May 2010 marks the third anniversary of the opening of the Kansas Underground Salt Museum in Hutchinson, Kansas, and the flattening of the town of Greensburg, 90 miles away, by a tornado.

Underground Salt Mine.
Tram ride through the Underground Salt Mine.
Unrelated? Hardly. Greensburg’s main attraction, The Big Well, is underground, like Hutchinson’s salt mine/museum. Yet three years later the well is in a very different place from the salt mine.

Despite an economy as flat as a Liberal, Kansas, pancake, the salt mine has held its own as an attraction. There are even plans to add a miniature underground railroad, purchased from a local amusement park. By the end of this year it will be winding its way through a currently off-limits “raw” part of the vast salty labyrinth beneath Hutchinson.

☆ ☆ ☆ ☆

EXERCISE INSTRUCTIONS:
Using the salt mine excerpt, answer each of these on its own numbered line:
1. Which town was flattened by a tornado, and how far is it from Hutchinson?
2. What is Greensburg's main attraction?
3. Where was the miniature underground railroad purchased from?
Base every answer solely on the salt mine excerpt.

☆ ☆ ☆ ☆

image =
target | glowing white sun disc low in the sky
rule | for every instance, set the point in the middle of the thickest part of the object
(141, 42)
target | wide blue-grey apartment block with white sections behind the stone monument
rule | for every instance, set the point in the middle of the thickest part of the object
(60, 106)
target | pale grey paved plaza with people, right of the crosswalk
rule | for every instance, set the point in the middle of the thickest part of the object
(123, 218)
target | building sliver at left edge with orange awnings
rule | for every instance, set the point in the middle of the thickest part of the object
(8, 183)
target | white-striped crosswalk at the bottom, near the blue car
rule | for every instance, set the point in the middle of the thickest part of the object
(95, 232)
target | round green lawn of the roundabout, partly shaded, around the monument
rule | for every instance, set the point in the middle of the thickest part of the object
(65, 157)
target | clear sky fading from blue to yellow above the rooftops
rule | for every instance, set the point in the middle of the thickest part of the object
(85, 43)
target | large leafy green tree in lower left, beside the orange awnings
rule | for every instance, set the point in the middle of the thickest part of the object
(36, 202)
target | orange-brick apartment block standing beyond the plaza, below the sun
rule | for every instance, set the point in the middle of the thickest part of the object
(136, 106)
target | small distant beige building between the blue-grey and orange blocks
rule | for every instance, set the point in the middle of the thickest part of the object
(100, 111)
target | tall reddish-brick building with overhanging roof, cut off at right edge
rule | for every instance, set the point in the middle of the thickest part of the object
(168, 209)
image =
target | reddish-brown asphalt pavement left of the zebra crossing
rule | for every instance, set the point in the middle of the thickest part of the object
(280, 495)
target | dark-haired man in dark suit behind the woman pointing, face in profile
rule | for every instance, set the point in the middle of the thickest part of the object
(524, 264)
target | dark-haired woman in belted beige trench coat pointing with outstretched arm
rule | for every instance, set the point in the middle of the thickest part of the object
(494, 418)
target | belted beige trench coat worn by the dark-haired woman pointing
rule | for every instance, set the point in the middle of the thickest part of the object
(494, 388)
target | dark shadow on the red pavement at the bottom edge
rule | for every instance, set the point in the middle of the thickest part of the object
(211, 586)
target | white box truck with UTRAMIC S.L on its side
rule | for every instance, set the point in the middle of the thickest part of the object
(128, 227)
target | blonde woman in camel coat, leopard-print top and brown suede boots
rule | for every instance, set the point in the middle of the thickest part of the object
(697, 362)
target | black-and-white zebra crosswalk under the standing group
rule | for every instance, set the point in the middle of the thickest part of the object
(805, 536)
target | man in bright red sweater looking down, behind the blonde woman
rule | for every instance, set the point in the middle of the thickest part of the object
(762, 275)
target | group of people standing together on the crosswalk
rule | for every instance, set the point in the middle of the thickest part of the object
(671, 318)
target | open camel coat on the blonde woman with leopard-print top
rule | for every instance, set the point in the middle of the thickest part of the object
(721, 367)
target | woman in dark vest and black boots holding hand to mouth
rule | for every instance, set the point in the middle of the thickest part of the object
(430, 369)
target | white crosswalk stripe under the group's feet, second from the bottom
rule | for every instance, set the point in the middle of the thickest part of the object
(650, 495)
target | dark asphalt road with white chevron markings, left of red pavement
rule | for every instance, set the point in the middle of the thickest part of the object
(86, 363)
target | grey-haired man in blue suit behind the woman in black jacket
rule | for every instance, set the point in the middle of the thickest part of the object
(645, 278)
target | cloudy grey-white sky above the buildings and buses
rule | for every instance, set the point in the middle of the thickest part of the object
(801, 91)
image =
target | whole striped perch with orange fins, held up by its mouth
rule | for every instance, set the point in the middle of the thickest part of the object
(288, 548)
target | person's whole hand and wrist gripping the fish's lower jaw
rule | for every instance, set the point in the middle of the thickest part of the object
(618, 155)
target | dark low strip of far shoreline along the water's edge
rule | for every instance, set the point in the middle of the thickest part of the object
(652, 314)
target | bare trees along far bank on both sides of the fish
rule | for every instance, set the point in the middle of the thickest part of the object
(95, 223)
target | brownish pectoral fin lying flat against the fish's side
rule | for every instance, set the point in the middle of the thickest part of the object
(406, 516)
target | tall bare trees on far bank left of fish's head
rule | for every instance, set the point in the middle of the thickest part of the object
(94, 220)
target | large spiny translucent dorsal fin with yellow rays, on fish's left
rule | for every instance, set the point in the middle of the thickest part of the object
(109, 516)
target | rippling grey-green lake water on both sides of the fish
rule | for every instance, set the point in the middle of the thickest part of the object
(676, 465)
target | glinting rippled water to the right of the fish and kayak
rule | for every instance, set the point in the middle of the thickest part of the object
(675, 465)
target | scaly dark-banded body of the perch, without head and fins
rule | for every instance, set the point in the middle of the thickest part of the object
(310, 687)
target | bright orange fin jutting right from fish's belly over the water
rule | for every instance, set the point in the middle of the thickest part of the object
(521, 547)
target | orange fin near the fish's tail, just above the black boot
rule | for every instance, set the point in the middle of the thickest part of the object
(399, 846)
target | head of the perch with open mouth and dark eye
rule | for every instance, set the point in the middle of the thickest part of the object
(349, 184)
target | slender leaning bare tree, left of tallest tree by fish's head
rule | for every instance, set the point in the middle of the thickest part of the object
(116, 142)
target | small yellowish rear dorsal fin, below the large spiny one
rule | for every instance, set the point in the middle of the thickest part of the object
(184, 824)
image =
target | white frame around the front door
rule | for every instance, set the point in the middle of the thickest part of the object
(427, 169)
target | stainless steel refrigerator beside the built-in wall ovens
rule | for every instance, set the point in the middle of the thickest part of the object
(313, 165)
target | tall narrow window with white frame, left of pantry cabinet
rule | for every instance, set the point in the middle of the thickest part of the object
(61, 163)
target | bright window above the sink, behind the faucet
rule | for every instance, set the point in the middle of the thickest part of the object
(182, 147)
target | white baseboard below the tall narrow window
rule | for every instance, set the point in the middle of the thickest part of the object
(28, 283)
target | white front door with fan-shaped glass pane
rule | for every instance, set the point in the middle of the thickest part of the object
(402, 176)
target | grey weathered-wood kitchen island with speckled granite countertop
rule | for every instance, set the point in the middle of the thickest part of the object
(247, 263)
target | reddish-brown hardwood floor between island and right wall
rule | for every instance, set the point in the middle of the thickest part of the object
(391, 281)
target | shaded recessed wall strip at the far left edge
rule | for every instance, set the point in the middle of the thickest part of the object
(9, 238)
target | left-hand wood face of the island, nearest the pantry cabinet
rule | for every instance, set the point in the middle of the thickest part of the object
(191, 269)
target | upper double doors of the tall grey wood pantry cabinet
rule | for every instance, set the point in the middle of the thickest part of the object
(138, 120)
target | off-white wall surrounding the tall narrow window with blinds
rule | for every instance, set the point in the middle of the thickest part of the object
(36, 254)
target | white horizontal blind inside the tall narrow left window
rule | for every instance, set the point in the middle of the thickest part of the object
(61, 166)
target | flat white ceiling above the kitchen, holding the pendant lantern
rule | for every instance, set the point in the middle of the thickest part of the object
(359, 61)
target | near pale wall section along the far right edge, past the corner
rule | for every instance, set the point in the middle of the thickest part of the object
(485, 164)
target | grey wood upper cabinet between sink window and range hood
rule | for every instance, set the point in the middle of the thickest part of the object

☆ ☆ ☆ ☆

OUTPUT FOR THIS EXERCISE:
1. Greensburg, 90 miles away.
2. The Big Well.
3. A local amusement park.